• _WORK TO DO_
Please update the stretch from "Carol Pobanz (UTS’80) is" through "Theological Seminary (UTS)." in the piece on Carol Pobanz, replacing "fuses" with "blends", and give that stretch again.

• _SOURCE_
Carol Pobanz (UTS’80) is on a life path where she fuses art and religion. She says, “Having degrees in both art and religious education it has always been my desire to develop activities combining the two fields of interest.” Carol Pobanz (UTS’80) earned her Bachelor of Fine Arts (BFA) at the Philadelphia College of Art (currently the University of the Arts) and her Master of Religious Education (MRE) at Unification Theological Seminary (UTS).
Carol concurs with Rev. Moon’s words: “People often think that politics moves the world, but that is not the case. It is culture and the arts that move the world. It is emotion, not reason that strikes people in the innermost part of their hearts. When hearts change and are able to receive new things, ideologies and social regimes changes as a result.”
In early January, 2014, twenty-four intergenerational participants from the USA and Honduras linked up in a project themed “It’s not about the pieces, but how they work together.” Ten New Jersey participants funded 75% of the 9 day project, including their own flights and the financial needs of all 24 participants. The Honduran Dept. of Education and local Municipality sponsored housing and transportation. North American team members stayed in local homes for part of the time; and families in the community cooked and served meals, all at a very minimal expense.
The team served two local schools in Honduras, Central America, and created a mosaic in which more than 100 community members also took part. Group or “community art” is a joyful and inspiring way to create openness and friendship. Some might ask, with all the problems found in developing nations why would the service project choose to make a mosaic? Though building repairs were made in two of the schools in the city during the short stay, the mosaic created on the main boulevard in the historic City of Comayagua became the zenith of the service experience.

• _EXTRACTED MATERIAL_

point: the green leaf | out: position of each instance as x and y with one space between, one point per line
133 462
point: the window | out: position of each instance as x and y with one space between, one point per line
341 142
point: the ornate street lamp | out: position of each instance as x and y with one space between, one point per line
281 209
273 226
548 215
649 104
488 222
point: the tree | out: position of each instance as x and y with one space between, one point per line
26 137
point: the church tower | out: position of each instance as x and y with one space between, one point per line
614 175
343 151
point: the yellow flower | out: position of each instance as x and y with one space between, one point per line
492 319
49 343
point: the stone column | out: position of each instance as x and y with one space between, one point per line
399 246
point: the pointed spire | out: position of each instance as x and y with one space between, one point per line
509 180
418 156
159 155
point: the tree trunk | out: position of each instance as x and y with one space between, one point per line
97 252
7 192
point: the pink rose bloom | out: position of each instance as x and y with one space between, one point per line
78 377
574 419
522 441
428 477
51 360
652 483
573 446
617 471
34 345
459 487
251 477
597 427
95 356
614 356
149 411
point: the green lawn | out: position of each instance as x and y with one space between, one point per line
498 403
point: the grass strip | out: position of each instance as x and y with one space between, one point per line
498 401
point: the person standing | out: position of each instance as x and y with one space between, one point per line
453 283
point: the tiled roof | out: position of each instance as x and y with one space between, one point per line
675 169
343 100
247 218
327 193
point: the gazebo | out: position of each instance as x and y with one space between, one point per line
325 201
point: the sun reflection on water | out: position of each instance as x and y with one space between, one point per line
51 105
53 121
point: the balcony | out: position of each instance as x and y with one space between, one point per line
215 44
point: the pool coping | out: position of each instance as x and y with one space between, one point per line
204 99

• _RESPONSE TO THIS TASK_
Carol Pobanz (UTS’80) is on a life path where she blends art and religion. She says, “Having degrees in both art and religious education it has always been my desire to develop activities combining the two fields of interest.” Carol Pobanz (UTS’80) earned her Bachelor of Fine Arts (BFA) at the Philadelphia College of Art (currently the University of the Arts) and her Master of Religious Education (MRE) at Unification Theological Seminary (UTS).